[Excerpted passage]:

——

Antiseptic management of critical wounds: differential bacterial response upon exposure to antiseptics and first insights into antiseptic/phage interactions - experimental studies.

ABSTRACT

BACKGROUND: With the antibiotic crisis, the topical antibacterial control including chronic wounds gains increasing importance. However, little is known regarding tolerance development when bacteria face repetitive exposure to the identical antiseptics as commonly found in clinical practice. MATERIALS AND METHODS: We exposed clinical isolates foremost of chronic wounds in vitro to dilutions of two antisepctics used for wound therapy polyhexanide or octenidine. Adaptive response was determined by growth/kill curves, minimal inhibitory concentration (MIC), and whole genome sequencing. Antiseptic/bacteriophage combinations were studied by liquid-infection assays and bacterial plating. RESULTS: Polyhexanide acted stronger against Escherichia coli and Proteus mirabilis while octenidine was more potent against Staphylococcus aureus. Otherwise, the antiseptic efficacy varied across isolates of Klebsiella pneumoniae, Pseudomonas aeruginosa, and Acinetobacter baumannii. Upon repetitive exposure with constant antiseptic concentrations P. aeruginosa and P. mirabilis adaptation was evident by a reduced lag-phase and a two-fold increased MIC. Under increasing octenidine concentrations, P. aeruginosa adapted to an eightfold higher dosage with mutations in smvA, opgH and kinB affecting an efflux pump, alginate and biofilm formation, respectively. S. aureus adapted to a fourfold increase of polyhexanide with a mutation in the multiple peptide resistance factor MprF, also conferring cross-resistance to daptomycin. Antiseptic/bacteriophage combinations enhanced bacterial inhibition and delayed adaptation. CONCLUSION: Different bacterial species/strains respond unequally to low-level antiseptic concentrations. Bacterial adaptation potential at phenotypic and genotypic levels may indicate the necessity for a more nuanced selection of antiseptics. Bacteriophages represent a promising yet underexplored strategy for supporting antiseptic treatment which may be particularly beneficial for the management of critical wounds.

——

(Image point grounding data)
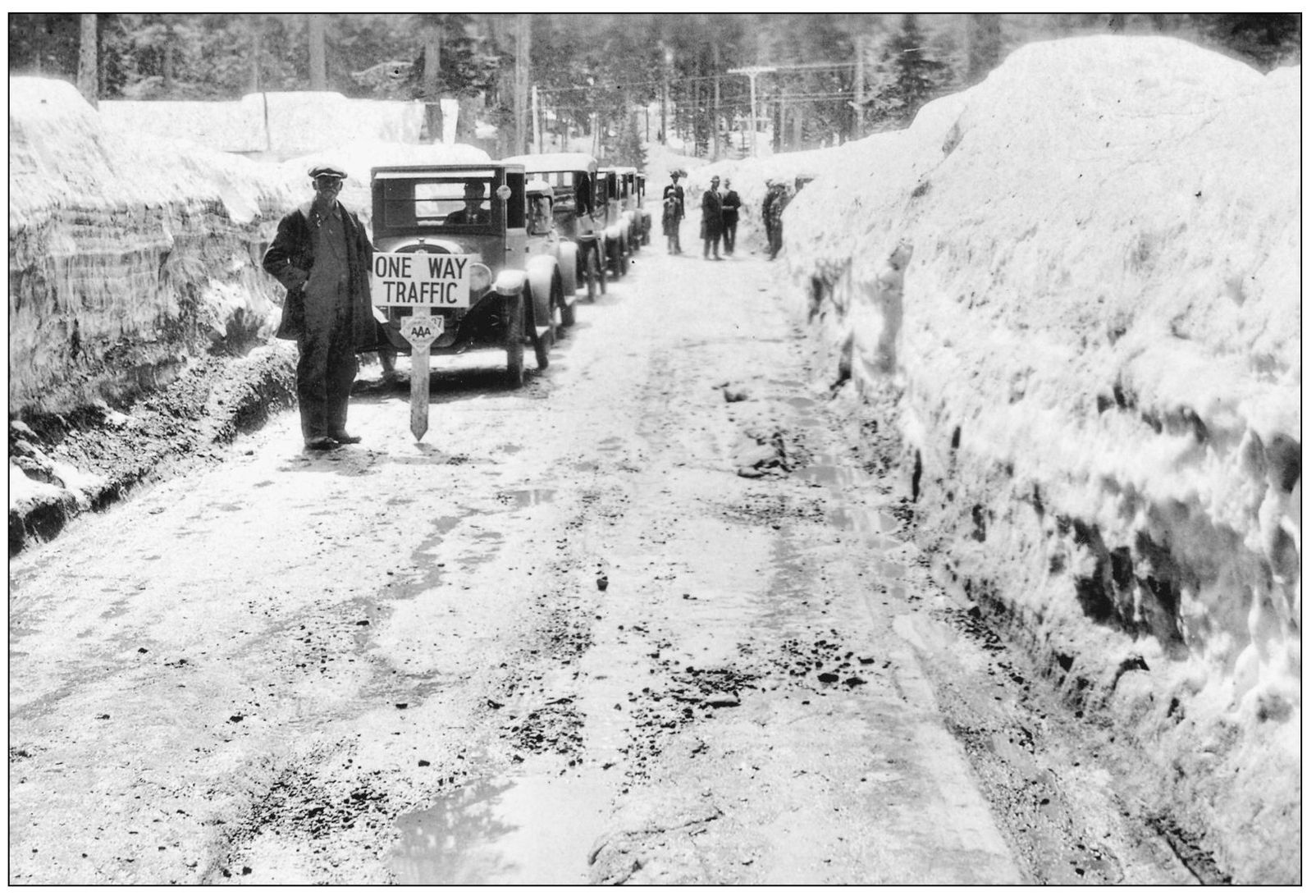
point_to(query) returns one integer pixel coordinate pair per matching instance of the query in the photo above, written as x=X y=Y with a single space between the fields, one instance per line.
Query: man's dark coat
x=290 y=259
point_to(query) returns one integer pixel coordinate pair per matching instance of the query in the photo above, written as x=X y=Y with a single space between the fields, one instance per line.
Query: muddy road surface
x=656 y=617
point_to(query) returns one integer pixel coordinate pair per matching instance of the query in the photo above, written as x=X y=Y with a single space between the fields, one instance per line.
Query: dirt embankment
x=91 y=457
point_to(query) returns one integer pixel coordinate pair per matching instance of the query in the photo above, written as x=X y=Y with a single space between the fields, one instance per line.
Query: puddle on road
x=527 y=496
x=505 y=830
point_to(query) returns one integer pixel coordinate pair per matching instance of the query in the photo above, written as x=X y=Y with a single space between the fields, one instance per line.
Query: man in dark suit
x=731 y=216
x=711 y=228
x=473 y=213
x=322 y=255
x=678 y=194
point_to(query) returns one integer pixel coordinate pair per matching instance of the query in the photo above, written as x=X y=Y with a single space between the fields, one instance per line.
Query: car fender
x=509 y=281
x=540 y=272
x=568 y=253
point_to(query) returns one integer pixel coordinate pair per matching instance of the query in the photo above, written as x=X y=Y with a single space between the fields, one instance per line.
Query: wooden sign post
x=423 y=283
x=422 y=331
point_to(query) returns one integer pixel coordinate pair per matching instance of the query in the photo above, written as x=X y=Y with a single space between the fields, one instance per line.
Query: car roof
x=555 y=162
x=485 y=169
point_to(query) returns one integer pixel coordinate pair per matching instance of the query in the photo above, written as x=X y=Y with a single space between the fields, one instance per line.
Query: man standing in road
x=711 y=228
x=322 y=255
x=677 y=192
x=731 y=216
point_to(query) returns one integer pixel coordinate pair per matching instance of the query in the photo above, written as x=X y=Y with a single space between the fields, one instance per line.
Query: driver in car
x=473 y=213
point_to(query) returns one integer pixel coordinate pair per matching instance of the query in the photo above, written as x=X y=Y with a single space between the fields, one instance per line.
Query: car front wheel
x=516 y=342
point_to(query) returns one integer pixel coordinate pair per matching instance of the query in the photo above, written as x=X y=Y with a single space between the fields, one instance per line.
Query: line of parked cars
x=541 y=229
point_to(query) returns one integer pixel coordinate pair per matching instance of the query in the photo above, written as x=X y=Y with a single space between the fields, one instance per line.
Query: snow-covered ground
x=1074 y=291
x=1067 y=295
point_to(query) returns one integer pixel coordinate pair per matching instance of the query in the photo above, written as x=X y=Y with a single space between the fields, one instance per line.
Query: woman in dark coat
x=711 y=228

——

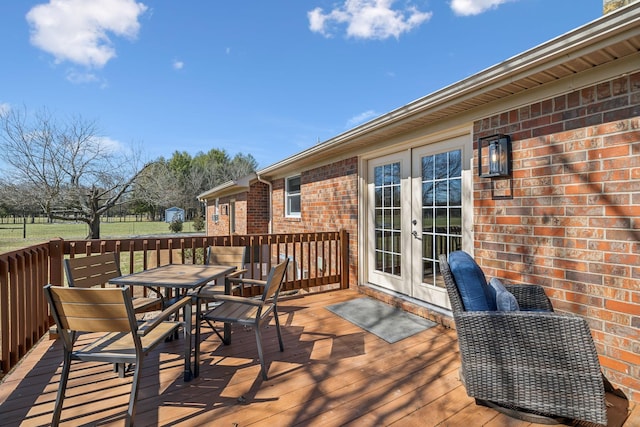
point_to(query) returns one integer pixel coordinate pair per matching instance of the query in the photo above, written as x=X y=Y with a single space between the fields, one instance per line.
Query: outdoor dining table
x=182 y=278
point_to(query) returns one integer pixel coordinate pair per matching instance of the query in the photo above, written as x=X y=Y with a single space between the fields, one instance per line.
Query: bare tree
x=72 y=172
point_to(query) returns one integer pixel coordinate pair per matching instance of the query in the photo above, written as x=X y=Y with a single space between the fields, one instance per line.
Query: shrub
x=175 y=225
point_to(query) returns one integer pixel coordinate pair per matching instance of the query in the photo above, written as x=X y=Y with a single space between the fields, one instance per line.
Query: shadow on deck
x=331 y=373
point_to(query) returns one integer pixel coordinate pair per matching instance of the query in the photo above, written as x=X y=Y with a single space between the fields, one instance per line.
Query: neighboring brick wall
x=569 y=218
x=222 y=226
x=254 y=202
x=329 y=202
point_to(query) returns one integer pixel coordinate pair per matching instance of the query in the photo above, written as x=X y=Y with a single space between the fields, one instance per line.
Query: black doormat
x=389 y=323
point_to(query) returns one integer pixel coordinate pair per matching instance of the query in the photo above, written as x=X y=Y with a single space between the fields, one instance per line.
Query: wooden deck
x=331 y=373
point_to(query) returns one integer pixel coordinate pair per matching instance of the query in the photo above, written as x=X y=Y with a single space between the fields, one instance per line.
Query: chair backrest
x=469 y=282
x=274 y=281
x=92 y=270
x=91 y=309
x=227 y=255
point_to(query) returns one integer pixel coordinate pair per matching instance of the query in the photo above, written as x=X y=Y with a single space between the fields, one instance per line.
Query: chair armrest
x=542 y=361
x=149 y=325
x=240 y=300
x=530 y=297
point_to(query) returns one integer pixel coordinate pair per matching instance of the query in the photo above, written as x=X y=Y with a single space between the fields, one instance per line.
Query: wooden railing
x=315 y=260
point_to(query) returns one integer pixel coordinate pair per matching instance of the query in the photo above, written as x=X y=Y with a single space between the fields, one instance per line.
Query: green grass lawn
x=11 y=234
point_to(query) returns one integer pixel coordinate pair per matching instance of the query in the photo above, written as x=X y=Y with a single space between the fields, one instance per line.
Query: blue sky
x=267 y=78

——

[Exercises]:
a. From the abstract on antiseptic wound management, transcribe everything from "Antiseptic management of" down to "- experimental studies.".
b. Decide whether each statement agrees with the abstract on antiseptic wound management, answering yes or no and quoting the words that settle it: (i) Octenidine was more potent than polyhexanide against Staphylococcus aureus. (ii) Under increasing octenidine concentrations, P. aeruginosa adapted to a fourfold higher dosage. (iii) The S. aureus mutation in MprF also conferred cross-resistance to daptomycin.

[Written answers]:
a.
Antiseptic management of critical wounds: differential bacterial response upon exposure to antiseptics and first insights into antiseptic/phage interactions - experimental studies.

b.
(i) Yes: "octenidine was more potent against Staphylococcus aureus"
(ii) No: "P. aeruginosa adapted to an eightfold higher dosage"
(iii) Yes: "with a mutation in the multiple peptide resistance factor MprF, also conferring cross-resistance to daptomycin"